§ Aim: Return each line in the listing below that contains the word "building", copied word for word.

(Point annotation dataset records)

──────

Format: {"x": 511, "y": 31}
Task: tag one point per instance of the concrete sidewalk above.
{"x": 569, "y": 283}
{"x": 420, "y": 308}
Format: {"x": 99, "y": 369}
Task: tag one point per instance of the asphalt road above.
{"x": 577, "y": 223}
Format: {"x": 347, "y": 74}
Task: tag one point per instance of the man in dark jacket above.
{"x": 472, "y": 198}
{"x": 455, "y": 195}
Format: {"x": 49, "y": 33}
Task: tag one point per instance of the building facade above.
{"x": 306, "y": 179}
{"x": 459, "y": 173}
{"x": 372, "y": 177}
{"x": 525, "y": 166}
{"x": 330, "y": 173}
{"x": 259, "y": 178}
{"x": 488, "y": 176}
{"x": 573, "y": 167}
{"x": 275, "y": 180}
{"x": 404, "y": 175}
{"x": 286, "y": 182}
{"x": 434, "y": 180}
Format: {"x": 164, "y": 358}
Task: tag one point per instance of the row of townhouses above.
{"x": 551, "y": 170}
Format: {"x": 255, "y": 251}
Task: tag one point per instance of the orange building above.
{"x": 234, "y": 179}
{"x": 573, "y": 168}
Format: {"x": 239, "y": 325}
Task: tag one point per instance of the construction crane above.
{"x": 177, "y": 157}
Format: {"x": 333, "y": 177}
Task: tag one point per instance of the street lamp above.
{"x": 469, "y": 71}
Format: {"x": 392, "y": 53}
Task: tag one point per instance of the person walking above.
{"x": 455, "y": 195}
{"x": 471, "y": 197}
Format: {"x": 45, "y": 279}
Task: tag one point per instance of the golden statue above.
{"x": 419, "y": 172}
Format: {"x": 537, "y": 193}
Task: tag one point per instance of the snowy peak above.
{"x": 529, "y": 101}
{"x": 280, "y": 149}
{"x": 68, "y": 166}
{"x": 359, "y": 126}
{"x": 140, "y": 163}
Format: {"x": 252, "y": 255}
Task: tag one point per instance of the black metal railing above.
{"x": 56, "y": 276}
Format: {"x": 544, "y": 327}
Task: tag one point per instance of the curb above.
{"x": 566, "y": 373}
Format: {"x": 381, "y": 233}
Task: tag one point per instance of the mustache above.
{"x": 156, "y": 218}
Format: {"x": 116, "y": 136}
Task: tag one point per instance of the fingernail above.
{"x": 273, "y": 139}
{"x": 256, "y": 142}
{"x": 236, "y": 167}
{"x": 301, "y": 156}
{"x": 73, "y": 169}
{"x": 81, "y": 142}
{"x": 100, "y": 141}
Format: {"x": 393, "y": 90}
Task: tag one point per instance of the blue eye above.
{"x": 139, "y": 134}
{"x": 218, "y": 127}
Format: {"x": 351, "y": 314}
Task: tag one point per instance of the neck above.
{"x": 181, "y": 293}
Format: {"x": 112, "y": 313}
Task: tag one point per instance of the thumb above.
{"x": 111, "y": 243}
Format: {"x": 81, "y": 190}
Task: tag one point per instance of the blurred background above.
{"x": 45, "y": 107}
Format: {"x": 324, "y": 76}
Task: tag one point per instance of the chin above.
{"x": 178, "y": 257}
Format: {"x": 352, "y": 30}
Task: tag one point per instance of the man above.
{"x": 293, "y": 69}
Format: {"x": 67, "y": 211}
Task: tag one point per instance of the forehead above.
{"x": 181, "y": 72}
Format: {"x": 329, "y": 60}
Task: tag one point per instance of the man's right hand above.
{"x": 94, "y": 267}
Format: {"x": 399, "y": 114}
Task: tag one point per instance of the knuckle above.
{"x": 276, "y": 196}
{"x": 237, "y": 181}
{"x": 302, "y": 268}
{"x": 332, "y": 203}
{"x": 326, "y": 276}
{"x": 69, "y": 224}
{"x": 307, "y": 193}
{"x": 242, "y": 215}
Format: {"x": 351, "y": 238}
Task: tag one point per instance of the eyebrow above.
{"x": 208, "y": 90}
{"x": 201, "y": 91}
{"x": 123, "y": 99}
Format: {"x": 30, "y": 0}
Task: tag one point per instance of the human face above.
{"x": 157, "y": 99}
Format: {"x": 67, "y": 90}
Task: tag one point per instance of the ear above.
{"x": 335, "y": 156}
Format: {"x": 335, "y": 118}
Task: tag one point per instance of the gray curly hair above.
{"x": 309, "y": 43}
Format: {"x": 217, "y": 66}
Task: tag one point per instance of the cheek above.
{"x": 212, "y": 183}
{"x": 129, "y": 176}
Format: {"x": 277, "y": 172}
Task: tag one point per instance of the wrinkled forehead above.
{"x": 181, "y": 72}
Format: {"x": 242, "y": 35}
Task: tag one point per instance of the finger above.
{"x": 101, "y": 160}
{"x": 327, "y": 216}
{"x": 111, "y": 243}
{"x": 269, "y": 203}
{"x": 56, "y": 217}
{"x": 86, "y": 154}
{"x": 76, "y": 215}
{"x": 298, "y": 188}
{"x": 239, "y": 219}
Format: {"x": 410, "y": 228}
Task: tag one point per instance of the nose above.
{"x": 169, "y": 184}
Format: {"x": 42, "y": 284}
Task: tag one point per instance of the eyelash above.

──────

§ Answer to the exercise:
Task: tag one point per instance of the building facade above.
Task: tag one point per instance of the orange building above.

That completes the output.